Why do we tend to dwell on negative thoughts and easily forget the positive? It has been argued that ‘negative events and experiences get quickly stored in memory, in contrast to positive events and experiences, which usually need to be held in awareness for a dozen or more seconds to transfer from short-term memory buffers to long-term storage’ (Dr Hansen). I call this the Velcro-effect, that is, somehow the negative just seems to stick more easily! 

In ancient times, Stoic philosophers counselled: ‘Don’t tell yourself anything more than what the initial impressions report… always stay within your first impressions and don’t add to them in your head!’ (Marcus Aurelius, Meditations, 8,49). There is certainly wisdom in preventing our thoughts from becoming a drama! Once a thought gets into our mind, we ruminate on it and before long, it has grown legs if not wings! 

This explains why ‘sometimes we are hurt more by our interpretation than the event itself’ (Seligman). 

It is important, then, not to add to our first impressions. But what if our first impressions are wrong! Recently a friend challenged me with these words. “Don’t believe everything you think!” I was taken aback. I found myself becoming defensive. How would you react in a similar situation?

Problems:
A - In the passage on negative thoughts, what does the author name the tendency of negative experiences to stick in memory?
B - Condense the paragraph of the passage on negative thoughts that opens with "In ancient times, Stoic philosophers counselled" into two sentences, keeping its main points.
C - In the passage on negative thoughts, update the part that begins at the words "It is important, then, not" and stops after "a similar situation?", changing "defensive" to "guarded".
The dataset entries have no connection to the passage on negative thoughts.

[Entries contained in a dataset]

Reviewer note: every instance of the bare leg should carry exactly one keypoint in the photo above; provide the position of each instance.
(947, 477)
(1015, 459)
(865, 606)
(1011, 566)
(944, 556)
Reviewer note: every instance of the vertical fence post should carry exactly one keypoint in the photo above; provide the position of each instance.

Responses for each task:
A - The Velcro-effect.

B - Stoic philosopher Marcus Aurelius (Meditations, 8,49) advised staying within one's first impressions and adding nothing to them in one's head. Keeping thoughts from turning into drama is wise, because a thought we ruminate on soon grows legs, if not wings.

C -
It is important, then, not to add to our first impressions. But what if our first impressions are wrong! Recently a friend challenged me with these words. “Don’t believe everything you think!” I was taken aback. I found myself becoming guarded. How would you react in a similar situation?